[Data provided — start]

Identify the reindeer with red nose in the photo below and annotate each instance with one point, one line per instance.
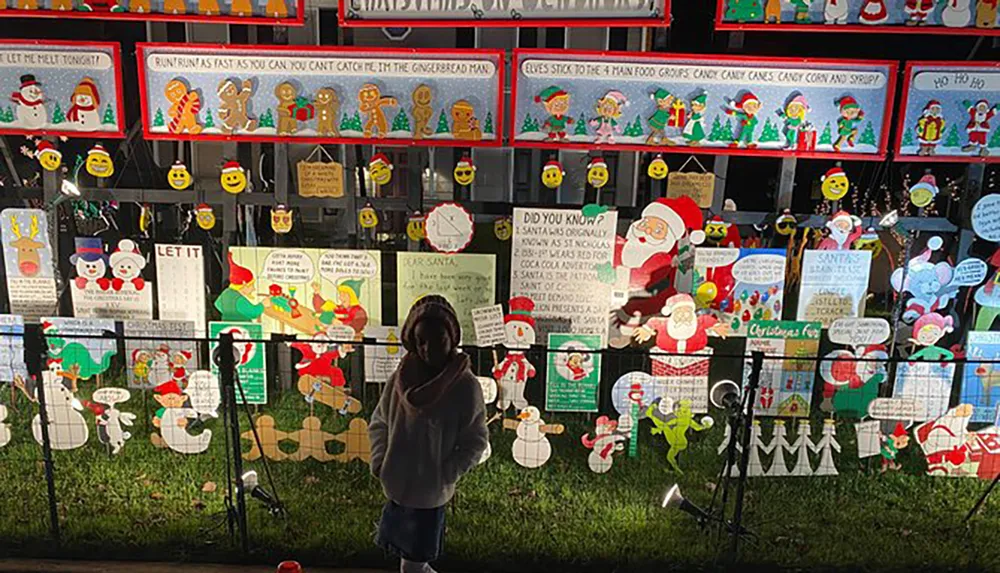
(29, 262)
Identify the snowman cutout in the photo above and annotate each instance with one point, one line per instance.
(111, 422)
(4, 427)
(84, 104)
(514, 370)
(67, 427)
(532, 449)
(609, 437)
(126, 266)
(30, 100)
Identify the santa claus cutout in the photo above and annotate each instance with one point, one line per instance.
(680, 330)
(514, 370)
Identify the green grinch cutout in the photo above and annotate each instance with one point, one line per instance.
(674, 421)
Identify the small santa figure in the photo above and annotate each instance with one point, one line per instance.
(83, 107)
(126, 266)
(514, 370)
(30, 100)
(930, 128)
(843, 229)
(680, 330)
(90, 262)
(980, 114)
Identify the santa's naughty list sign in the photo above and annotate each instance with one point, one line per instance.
(556, 254)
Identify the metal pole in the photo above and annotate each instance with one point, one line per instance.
(737, 526)
(227, 372)
(36, 353)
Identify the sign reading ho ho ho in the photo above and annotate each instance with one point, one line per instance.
(322, 95)
(504, 13)
(679, 103)
(950, 112)
(71, 89)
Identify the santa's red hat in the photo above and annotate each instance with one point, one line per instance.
(596, 162)
(553, 164)
(238, 276)
(379, 158)
(521, 308)
(833, 172)
(45, 146)
(681, 214)
(170, 387)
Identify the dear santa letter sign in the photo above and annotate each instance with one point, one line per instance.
(950, 112)
(705, 104)
(60, 88)
(504, 13)
(321, 94)
(879, 16)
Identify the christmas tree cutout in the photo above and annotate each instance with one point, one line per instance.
(952, 139)
(868, 135)
(442, 124)
(907, 138)
(57, 115)
(769, 133)
(267, 119)
(530, 124)
(401, 122)
(581, 126)
(826, 138)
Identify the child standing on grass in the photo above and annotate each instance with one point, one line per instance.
(428, 429)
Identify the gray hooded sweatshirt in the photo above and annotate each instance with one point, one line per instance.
(427, 431)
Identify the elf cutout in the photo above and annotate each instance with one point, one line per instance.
(514, 371)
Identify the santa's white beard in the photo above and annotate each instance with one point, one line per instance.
(679, 331)
(636, 252)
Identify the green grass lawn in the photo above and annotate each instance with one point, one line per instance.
(148, 504)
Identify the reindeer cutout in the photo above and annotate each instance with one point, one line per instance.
(29, 261)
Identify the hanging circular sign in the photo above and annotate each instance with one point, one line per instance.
(449, 228)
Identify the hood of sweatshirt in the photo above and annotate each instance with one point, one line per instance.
(419, 389)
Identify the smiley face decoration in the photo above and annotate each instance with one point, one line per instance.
(552, 174)
(99, 163)
(48, 156)
(233, 178)
(597, 172)
(281, 219)
(834, 184)
(367, 217)
(657, 168)
(204, 216)
(465, 171)
(380, 169)
(415, 226)
(179, 177)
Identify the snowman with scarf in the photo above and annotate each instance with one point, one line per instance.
(514, 370)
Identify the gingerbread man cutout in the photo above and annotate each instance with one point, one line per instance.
(184, 108)
(356, 443)
(312, 441)
(286, 94)
(269, 437)
(370, 103)
(422, 111)
(233, 113)
(327, 106)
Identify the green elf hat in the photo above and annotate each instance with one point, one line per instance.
(847, 102)
(550, 93)
(353, 284)
(659, 94)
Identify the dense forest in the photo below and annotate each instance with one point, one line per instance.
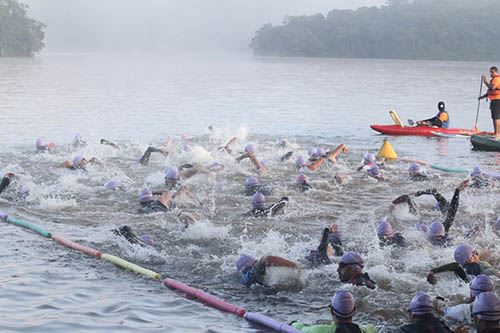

[Data provided — finish]

Requirement » Repeat each entry above word for word, leaving every picture out.

Solution »
Identify the reindeer with red nose in the photo below and annotate each instance with one point, one line per instance.
(29, 262)
Identify the snowman cutout in the photo above and annotate each instance with one point, one line per instance.
(111, 422)
(4, 427)
(84, 104)
(514, 370)
(67, 427)
(532, 449)
(609, 437)
(126, 266)
(30, 100)
Identify the santa claus cutout in the photo above and annotate each instance with one point, one line per instance.
(680, 330)
(514, 370)
Identify the green grinch cutout in the photo above and annotate each instance with one point, one line per instance.
(674, 421)
Identify the small santa figure in the photo above and annotate each instance with one point, one line per instance.
(83, 107)
(126, 266)
(514, 370)
(30, 100)
(930, 128)
(843, 229)
(680, 330)
(90, 262)
(980, 114)
Identify the santa's naughty list sign in the photo above and annotate each instance with one point, one line per instance.
(556, 254)
Identify the metal pole in the photo above and annotate each instance with one point, one line per instance.
(737, 526)
(227, 372)
(36, 353)
Identify the sign reading ho ho ho in the photo above and annotate each instance with one point, one line per instance.
(322, 95)
(504, 13)
(679, 103)
(950, 112)
(71, 89)
Identify the santa's red hat in the photo above and annotate each instance with one point, one line per instance.
(596, 162)
(553, 164)
(238, 276)
(379, 158)
(521, 308)
(833, 172)
(45, 146)
(681, 214)
(170, 387)
Identify the dear santa letter sign in the photo above and annotate each instance with one point, one line per instance.
(950, 112)
(705, 104)
(60, 88)
(504, 13)
(321, 94)
(879, 16)
Identify the christmas tree cutout in the photo above and annotate each instance with one point, one line per instance.
(952, 139)
(868, 135)
(442, 124)
(907, 138)
(57, 115)
(769, 133)
(267, 119)
(530, 124)
(401, 122)
(581, 126)
(826, 138)
Identify the child standing on grass in the photo above and annotate each instance with one point, one line per instance.
(428, 429)
Identify the gray hooded sweatshirt in the photo above and annotate each instance with one point, one line per instance.
(427, 431)
Identify the elf cutout in the photo above and annotate each instance with one point, one line per instance.
(514, 371)
Identify the santa's white beard in the photo above and annotate each instance with one point, one line per instance.
(679, 331)
(636, 252)
Identify the green grass lawn in the photo above and annotate each instance with one point, one line per instance.
(148, 504)
Identify the reindeer cutout in the photo above and annotate each instance with one point, one line per instance.
(29, 261)
Identify the hanging circular sign in the photo above and annotate each instance with one point, one line per instance.
(449, 228)
Identify the hood of sweatshirt in the photo above and annotate each instance with one point, one line per instance.
(419, 389)
Identify the smiley face decoration in the photo above and annotate each instance with one point, one line per instance.
(552, 174)
(99, 163)
(48, 156)
(233, 178)
(597, 172)
(281, 219)
(834, 184)
(367, 217)
(657, 168)
(204, 216)
(465, 171)
(380, 169)
(415, 226)
(179, 177)
Identify the snowman with scarf in the photo above and annotate each instance with one point, one line per instance.
(514, 370)
Identify the gingerbread man cutout in the photo above and annotate each instance with one point, one line per instance.
(184, 108)
(356, 443)
(312, 441)
(286, 94)
(269, 437)
(370, 103)
(422, 111)
(233, 113)
(327, 106)
Identify the green elf hat in the photo above and annotate each instance with one point, one line per instance.
(847, 102)
(550, 93)
(353, 284)
(659, 94)
Identify the dense forest in the photo below and annotate each instance with one point, one line per instance.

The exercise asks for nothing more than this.